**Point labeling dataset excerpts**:
□ □ □ □ □ □ □

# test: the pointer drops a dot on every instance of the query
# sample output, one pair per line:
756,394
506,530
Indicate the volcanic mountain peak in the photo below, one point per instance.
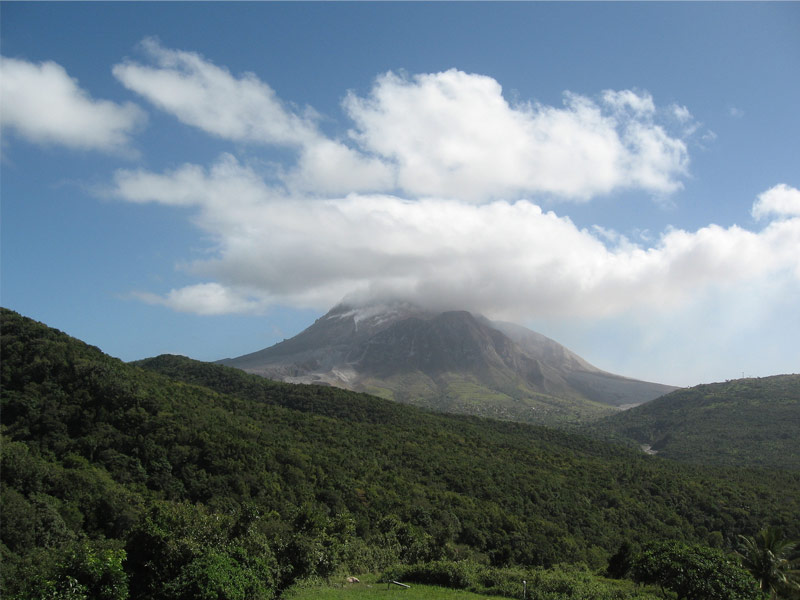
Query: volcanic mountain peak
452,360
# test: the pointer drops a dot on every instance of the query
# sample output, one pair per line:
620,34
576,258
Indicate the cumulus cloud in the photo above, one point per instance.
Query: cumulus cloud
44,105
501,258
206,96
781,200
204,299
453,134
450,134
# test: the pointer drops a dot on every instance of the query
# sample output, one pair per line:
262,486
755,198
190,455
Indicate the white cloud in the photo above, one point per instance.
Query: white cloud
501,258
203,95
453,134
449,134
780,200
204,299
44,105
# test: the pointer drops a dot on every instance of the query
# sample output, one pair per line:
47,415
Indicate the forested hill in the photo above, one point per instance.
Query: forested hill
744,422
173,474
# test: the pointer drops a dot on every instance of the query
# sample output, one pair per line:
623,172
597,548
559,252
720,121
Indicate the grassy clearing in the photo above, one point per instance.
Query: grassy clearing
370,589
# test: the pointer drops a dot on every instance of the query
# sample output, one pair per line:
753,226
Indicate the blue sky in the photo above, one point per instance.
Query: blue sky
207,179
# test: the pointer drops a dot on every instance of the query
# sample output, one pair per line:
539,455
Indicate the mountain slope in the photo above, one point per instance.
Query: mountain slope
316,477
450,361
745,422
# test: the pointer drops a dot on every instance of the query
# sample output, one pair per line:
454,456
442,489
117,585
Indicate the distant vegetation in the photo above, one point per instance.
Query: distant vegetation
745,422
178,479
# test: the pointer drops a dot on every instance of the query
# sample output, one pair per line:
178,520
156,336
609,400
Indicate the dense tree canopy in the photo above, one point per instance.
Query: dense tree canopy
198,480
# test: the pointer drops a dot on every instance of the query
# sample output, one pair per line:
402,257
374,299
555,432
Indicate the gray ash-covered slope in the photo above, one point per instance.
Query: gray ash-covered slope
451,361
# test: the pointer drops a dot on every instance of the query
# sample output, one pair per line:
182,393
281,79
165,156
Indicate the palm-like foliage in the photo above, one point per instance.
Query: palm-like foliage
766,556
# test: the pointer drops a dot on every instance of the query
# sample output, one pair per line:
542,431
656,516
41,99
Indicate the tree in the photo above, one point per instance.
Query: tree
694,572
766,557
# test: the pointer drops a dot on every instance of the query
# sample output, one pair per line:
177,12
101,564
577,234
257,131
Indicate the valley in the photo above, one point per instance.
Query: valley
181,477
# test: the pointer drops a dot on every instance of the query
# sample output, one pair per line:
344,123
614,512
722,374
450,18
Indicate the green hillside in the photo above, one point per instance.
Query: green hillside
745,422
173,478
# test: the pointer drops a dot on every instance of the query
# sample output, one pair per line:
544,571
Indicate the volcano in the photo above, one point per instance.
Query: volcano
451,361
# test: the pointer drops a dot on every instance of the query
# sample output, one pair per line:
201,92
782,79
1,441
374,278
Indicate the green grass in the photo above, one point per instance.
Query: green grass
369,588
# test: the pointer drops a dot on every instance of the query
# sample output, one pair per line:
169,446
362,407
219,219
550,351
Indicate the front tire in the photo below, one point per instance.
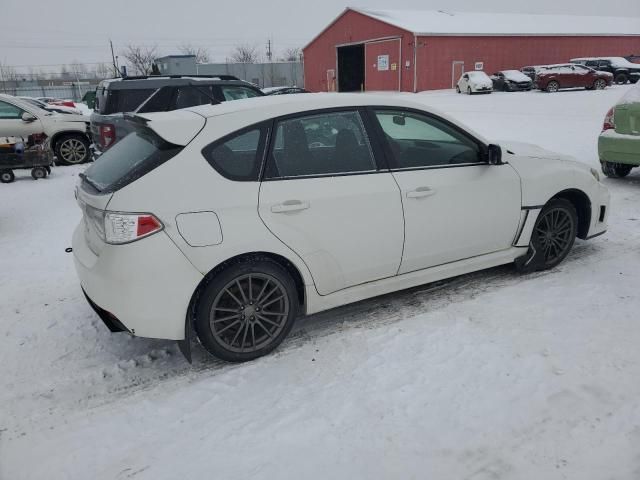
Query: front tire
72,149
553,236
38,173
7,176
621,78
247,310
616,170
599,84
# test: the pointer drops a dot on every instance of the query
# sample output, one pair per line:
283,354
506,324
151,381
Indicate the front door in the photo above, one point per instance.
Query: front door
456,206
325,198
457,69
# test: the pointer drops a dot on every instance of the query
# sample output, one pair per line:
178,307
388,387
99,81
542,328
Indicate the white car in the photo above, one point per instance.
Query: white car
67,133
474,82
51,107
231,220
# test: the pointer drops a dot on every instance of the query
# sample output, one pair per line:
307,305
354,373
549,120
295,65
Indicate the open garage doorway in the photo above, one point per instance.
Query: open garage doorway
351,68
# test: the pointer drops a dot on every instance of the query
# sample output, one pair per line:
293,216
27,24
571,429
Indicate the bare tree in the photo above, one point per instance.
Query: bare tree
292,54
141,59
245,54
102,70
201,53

□ □ □ □ □ □ □

**Stated task**: Transcribe every record above exactly, leaving out the pictures.

**Solution to the exercise**:
# test: the pointer drops a dot on every instance of the query
# sample output, one pair per line:
756,394
506,530
Indicate the volcanic mountain peak in the photo below, one point per instance.
Query: volcanic mountain peak
452,360
# test: the pointer drops a dot on every instance of the query
# sample output, one pair per line:
620,34
576,258
Indicate the cumulus cloud in the photo above, one point per instance.
Query: cumulus cloud
44,105
501,258
206,96
781,200
204,299
453,134
450,134
# test: the pointer drops a dot on every instance of the query
# sample output, one pair per line:
262,486
755,198
190,455
Indicate the white cloud in the photo above, one point per instance.
Query: white cloud
501,258
203,95
453,134
449,134
780,200
204,299
44,105
# test: the pointer drops a dot on every instance of the query
# sample output, one pair per line:
47,415
Indicate the forested hill in the photo above, one point per instance.
Query: forested hill
744,422
173,474
# test: the pointer drops a dot on every instance of the query
# sample output, one pair per line:
623,172
597,548
559,252
720,121
Indicate the grassy clearing in the photo above, one point per instance.
Query: grassy clearing
370,589
# test: the pointer drops a dot on every instance of the query
# sample output, one pair per line:
753,226
Indicate the blue sky in the photo above, one point per instance.
Query: blue sky
207,179
# test: the pointer drops a dot on every instance of the query
# sample output, one pair per line:
539,455
Indicate the mountain slope in the photo above, one point per instance.
Query: mountain slope
316,477
450,361
745,422
# test: the pointer drops a dot on every instance of the query
# sample output, one pair per line:
454,456
442,489
117,585
Indicate the distant vegetation in the photo above, one point per instance.
Query: distant vegetation
745,422
178,479
# test: the pointer drops a dot on every instance of the query
# sample output, one pair per line:
178,520
156,336
609,400
Indicate the dense tree canopy in the photo above, one point per instance.
Query: dense tree canopy
198,480
# test: the pointer drops a dot on every instance of the query
# sample output, one pair per line:
402,257
374,299
555,432
Indicate the gray ash-covered slope in the photo above, one point per instance.
Query: gray ash-covered slope
451,361
# test: the pointer drops a dot on every instance of the query
# sample output, one pair per line:
182,393
281,79
165,156
Indicate the palm-like foliage in the photo above, one point per instance.
Query: palm-like foliage
766,556
# test: the pointer drops a dot on every instance of the query
# sample output, one pair per line:
542,431
656,516
41,99
Indicate the tree in the photo above, one point per instance.
Query: tree
694,572
766,557
# test: the pointer drops a dot on every instance of the query
# sample output, one pair per line:
177,12
101,564
577,234
257,131
Indicate the valley in the photo above, one point per instance.
Query: valley
181,477
# test: the pointer drops a dot on every instance of the query
# sample output, one pair per line:
344,123
614,512
722,374
450,18
Indicate the green hillside in the photo above, one point per instance.
Query: green hillside
745,422
173,478
# test: the pointer drops a dot on every instance of the query
# sample output, one pair per line:
544,571
Indicate the volcano in the photo above, one point per instance.
Query: volcano
451,361
# test: the pointer drops a dot on every instance of the query
# sample output, one pair per line:
201,92
782,79
1,441
374,278
Indicate the green grass in the photo above, one point per instance.
Query: green grass
369,588
# test: the pointer drops a dot on every instance of the query
# sample output, one pair per line:
169,446
362,407
219,219
550,351
Indicate the front tire in the photo below, one point per instance.
Query: front tire
72,149
553,236
38,173
7,176
621,78
247,310
616,170
599,84
# test: the pointer drops a dot on every instance of the query
# sample output, one pair per line:
283,354
506,324
151,381
Indicate the front door in the photo above, one point per instance.
Query: front door
456,206
325,198
457,69
# test: the pointer drops a dot on every instance of the query
# sample output, one pair per line:
178,307
388,387
99,81
542,328
Indicate the white car in the photo above, one point per instance.
Query: white car
67,133
474,82
51,107
231,220
# test: the pointer drops a dot on every instance of the query
# sample output, one pair per line:
307,305
354,373
549,120
295,65
Indicate the open garage doorway in the photo above, one point per instance.
Query: open garage doorway
351,68
# test: the pointer drops a dot on every instance of the query
# sample output, one pair per line:
293,216
27,24
571,429
Indicate the bare tree in the photo above, one point per instance.
Query: bare tree
292,54
141,59
245,54
102,70
201,53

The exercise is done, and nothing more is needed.